**LIST OF TASKS**.
(1) Answer these questions using the text on home storage systems for photovoltaic power:
(a) How much funding does the "SafetyFirst" project receive, and from which body?
(b) What do storage systems do with excessive amounts of irregularly produced solar and wind power?
(c) What makes lithium-ion batteries increasingly used in home storage systems?
(2) Quote the part of the text on home storage systems for photovoltaic power that begins at the words "Storage systems are" and ends after the words "very important respects.".
(3) Extend the text on home storage systems for photovoltaic power, starting after its final sentence.

**TEXT SECTION**.

──────────────────────────────

Home storage systems for electricity produced by photovoltaics facilities are gaining attractiveness, as their costs are declining. However, standardized, verifiable criteria for the end client to assess their performance are still lacking. Now, scientists have launched the largest German study so far to analyze commercial systems with respect to safety, quality, and grid suitability and to derive recommendations for manufacturers, standardization bodies, and authorities. The “SafetyFirst” project is funded with EUR 4 million by the Federal Ministry for Economic Affairs and Energy and scheduled for a duration of three years.
Storage systems are an important element of the German Energiewende. They store excessive amounts of irregularly produced solar and wind power and feed them back into the grids, if necessary. More and more private households use home storage systems to temporarily store power generated by photovoltaics facilities. Instead of consuming power from the grid, the households can increasingly supply themselves with renewable energy produced on their own.
Thanks to their good price-performance ratio, lithium-ion batteries are increasingly applied in these home storage systems. In operation, however, they differ from conventional lead batteries in some very important respects.

──────────────────────────────

**RECORD EXCERPTS**.
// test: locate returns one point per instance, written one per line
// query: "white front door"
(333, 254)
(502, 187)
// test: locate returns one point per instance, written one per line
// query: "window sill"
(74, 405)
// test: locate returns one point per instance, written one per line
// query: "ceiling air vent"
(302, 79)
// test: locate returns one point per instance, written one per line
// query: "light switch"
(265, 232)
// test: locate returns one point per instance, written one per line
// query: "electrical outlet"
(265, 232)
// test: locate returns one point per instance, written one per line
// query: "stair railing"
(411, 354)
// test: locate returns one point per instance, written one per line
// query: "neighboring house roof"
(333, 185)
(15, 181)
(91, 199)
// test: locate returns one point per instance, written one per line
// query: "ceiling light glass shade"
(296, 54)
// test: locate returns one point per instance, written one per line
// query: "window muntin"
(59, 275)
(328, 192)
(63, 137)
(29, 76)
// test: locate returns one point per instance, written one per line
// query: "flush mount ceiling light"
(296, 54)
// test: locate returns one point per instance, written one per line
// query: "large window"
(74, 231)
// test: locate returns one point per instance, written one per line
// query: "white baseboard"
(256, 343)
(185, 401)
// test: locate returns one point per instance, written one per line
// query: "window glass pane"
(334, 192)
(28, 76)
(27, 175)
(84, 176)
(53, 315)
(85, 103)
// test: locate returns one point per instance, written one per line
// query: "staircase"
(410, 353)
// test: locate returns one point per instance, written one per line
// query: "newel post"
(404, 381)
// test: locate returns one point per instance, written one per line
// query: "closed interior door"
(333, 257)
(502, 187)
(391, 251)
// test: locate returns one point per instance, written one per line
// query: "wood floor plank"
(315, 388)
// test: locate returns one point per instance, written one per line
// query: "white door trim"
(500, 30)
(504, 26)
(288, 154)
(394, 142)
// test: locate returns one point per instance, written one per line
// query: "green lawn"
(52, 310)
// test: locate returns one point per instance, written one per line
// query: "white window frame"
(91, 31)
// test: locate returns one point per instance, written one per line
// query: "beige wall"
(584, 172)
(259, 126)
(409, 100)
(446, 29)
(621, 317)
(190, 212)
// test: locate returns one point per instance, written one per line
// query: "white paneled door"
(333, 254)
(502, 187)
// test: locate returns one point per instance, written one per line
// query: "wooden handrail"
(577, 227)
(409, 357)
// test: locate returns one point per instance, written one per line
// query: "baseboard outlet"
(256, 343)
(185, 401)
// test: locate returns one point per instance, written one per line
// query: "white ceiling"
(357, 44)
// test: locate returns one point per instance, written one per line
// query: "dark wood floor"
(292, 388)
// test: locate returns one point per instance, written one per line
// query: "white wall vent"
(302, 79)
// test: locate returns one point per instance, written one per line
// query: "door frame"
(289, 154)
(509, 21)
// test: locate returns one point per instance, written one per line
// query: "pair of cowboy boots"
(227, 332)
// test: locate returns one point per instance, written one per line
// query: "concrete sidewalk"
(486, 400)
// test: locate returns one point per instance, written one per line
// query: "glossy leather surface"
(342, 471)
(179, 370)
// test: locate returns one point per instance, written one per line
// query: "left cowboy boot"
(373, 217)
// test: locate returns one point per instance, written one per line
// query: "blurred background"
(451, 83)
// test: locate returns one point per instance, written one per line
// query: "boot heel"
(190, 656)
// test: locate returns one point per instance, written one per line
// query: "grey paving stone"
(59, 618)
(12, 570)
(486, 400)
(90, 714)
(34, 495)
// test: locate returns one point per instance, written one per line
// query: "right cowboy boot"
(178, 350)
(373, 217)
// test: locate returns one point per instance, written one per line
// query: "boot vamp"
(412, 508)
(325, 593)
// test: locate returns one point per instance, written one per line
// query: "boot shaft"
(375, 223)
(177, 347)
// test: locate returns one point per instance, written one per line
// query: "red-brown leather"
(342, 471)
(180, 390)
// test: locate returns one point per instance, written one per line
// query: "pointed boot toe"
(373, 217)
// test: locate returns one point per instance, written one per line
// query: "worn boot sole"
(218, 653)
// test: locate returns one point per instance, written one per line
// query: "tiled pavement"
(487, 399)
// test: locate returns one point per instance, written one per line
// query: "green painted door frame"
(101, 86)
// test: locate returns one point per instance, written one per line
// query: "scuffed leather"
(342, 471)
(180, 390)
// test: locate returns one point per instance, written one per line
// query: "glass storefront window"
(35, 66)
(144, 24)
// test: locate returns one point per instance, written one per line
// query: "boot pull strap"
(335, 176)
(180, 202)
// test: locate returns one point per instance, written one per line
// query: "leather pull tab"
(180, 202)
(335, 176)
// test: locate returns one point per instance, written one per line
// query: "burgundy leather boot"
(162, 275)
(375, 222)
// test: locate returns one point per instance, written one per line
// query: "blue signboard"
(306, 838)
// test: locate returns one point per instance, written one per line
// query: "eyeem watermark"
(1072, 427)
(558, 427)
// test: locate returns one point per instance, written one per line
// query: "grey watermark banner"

──────────────────────────────

**ANSWERS FOR EACH ITEM**.
(1)
(a) EUR 4 million, from the Federal Ministry for Economic Affairs and Energy.
(b) They store it and feed it back into the grids, if necessary.
(c) Their good price-performance ratio.

(2)
Storage systems are an important element of the German Energiewende. They store excessive amounts of irregularly produced solar and wind power and feed them back into the grids, if necessary. More and more private households use home storage systems to temporarily store power generated by photovoltaics facilities. Instead of consuming power from the grid, the households can increasingly supply themselves with renewable energy produced on their own.
Thanks to their good price-performance ratio, lithium-ion batteries are increasingly applied in these home storage systems. In operation, however, they differ from conventional lead batteries in some very important respects.

(3)
The “SafetyFirst“ project studies safety, quality, and grid suitability of home storage systems for power produced by photovoltaics systems at more than 20 test rigs. (Photo montage: KIT)
“For the end clients and even for an expert electrician, it is difficult or even impossible to reliably assess the safety and quality of these home storage systems, as binding standards and inspection regulations exist for conventional battery technologies only. These test regulations cannot be applied to modern lithium-ion batteries,” Nina Munzke of Karlsruhe Institute of Technology (KIT) explains. She heads the “SafetyFirst” project and has already been involved in a number of projects on the use of lithium-ion batteries as interim storage systems for large solar facilities up to one megawatt power.
Laboratory tests carried out in 2013 revealed major safety deficiencies of home storage systems commercialized in Germany, including fires and explosions of the batteries. This caused the responsible industry associations to cooperate with KIT and to adopt new safety guidelines. They describe the properties and safety features battery systems are to have at least. Now, the large-scale research project funded by the Federal Ministry for Economic Affairs and Energy (BMWi) will analyze whether this latest state of the art of safety research for home storage systems, as outlined in the guidelines, is complied with by the home storage systems sold in Germany.
For this purpose, more than twenty of such systems will be subjected to permanent testing under conditions modeling real situations in private households. These are most of the systems commercially available in Germany. Special load profiles will be selected to investigate safety properties not only of brand-new, but also of aged batteries after several years of operation. These tests will yield data on the safety properties of storage systems as well as on variations of energy efficiency with time and the expected durability of these systems.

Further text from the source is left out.